• _STATED PROBLEM A_: Give the rows below as a numbered list with blank lines left out, starting at the line that contains "the car hauler" and ending with the last line of the rows.

━━━ DOCUMENT PASSAGE

From: Balbir Singh <balbir@linux.vnet.ibm.com>
To: Paul Menage <menage@google.com>
Cc: linux-mm@kvack.org, Sudhir Kumar <skumar@linux.vnet.ibm.com>,
YAMAMOTO Takashi <yamamoto@valinux.co.jp>,
lizf@cn.fujitsu.com, linux-kernel@vger.kernel.org,
David Rientjes <rientjes@google.com>,
Pavel Emelianov <xemul@openvz.org>,
Andrew Morton <akpm@linux-foundation.org>,
KAMEZAWA Hiroyuki <kamezawa.hiroyu@jp.fujitsu.com>
Subject: Re: [-mm][PATCH 3/4] Add rlimit controller accounting and control
Date: Thu, 08 May 2008 20:24:48 +0530 [thread overview]
Message-ID: <48231438.9030803@linux.vnet.ibm.com> (raw)
In-Reply-To: <6599ad830805062017n67d67f19w1469050d45e46ad6@mail.gmail.com>
Paul Menage wrote:
> On Sat, May 3, 2008 at 2:38 PM, Balbir Singh <balbir@linux.vnet.ibm.com> wrote:
>> +
>> +int rlimit_cgroup_charge_as(struct mm_struct *mm, unsigned long nr_pages)

━━━━━━
━━━ ENTRIES SHOWN

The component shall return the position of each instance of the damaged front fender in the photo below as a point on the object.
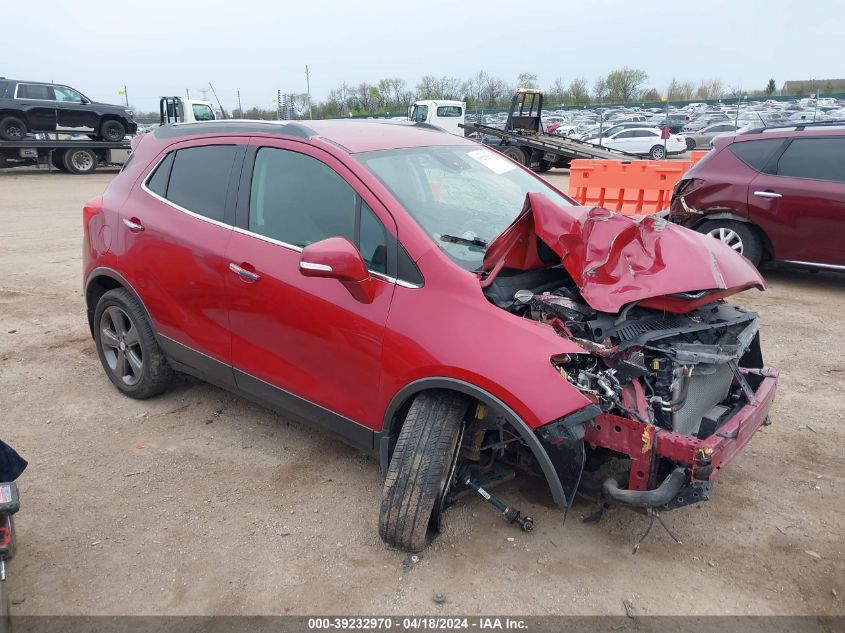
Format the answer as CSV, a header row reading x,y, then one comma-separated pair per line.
x,y
616,260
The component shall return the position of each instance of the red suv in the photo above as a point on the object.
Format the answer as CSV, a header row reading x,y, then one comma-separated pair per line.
x,y
432,303
777,194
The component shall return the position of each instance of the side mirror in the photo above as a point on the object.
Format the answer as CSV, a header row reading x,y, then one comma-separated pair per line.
x,y
337,258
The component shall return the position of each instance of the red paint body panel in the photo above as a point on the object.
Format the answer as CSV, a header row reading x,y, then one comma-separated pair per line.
x,y
616,259
312,337
805,224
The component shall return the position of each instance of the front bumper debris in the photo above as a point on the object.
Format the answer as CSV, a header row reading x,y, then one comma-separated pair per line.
x,y
700,460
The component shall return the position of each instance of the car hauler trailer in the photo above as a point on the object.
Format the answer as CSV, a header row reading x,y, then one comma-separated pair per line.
x,y
76,156
524,140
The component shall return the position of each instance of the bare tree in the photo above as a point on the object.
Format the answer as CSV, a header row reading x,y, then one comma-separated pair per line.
x,y
600,89
557,94
680,90
578,93
625,84
527,80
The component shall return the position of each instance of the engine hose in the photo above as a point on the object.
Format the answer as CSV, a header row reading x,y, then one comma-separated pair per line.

━━━━━━

• _STATED PROBLEM B_: Retype the mailing-list message above word for word, starting at the words "From: Balbir Singh" and stopping after "Message-ID: <48231438.9030803@linux.vnet.ibm.com> (raw)".

• _FULL ANSWER A_:
1. The component shall return the position of each instance of the car hauler trailer in the photo above as a point on the object.
2. Format the answer as CSV, a header row reading x,y, then one comma-separated pair per line.
3. x,y
4. 76,156
5. 524,140
6. The component shall return the position of each instance of the bare tree in the photo above as a point on the object.
7. Format the answer as CSV, a header row reading x,y, then one comma-separated pair per line.
8. x,y
9. 600,89
10. 557,94
11. 680,90
12. 578,93
13. 625,84
14. 527,80
15. The component shall return the position of each instance of the engine hose in the photo above as a point on the object.
16. Format the answer as CSV, a header row reading x,y, then one comma-separated pair per line.

• _FULL ANSWER B_:
From: Balbir Singh <balbir@linux.vnet.ibm.com>
To: Paul Menage <menage@google.com>
Cc: linux-mm@kvack.org, Sudhir Kumar <skumar@linux.vnet.ibm.com>,
YAMAMOTO Takashi <yamamoto@valinux.co.jp>,
lizf@cn.fujitsu.com, linux-kernel@vger.kernel.org,
David Rientjes <rientjes@google.com>,
Pavel Emelianov <xemul@openvz.org>,
Andrew Morton <akpm@linux-foundation.org>,
KAMEZAWA Hiroyuki <kamezawa.hiroyu@jp.fujitsu.com>
Subject: Re: [-mm][PATCH 3/4] Add rlimit controller accounting and control
Date: Thu, 08 May 2008 20:24:48 +0530 [thread overview]
Message-ID: <48231438.9030803@linux.vnet.ibm.com> (raw)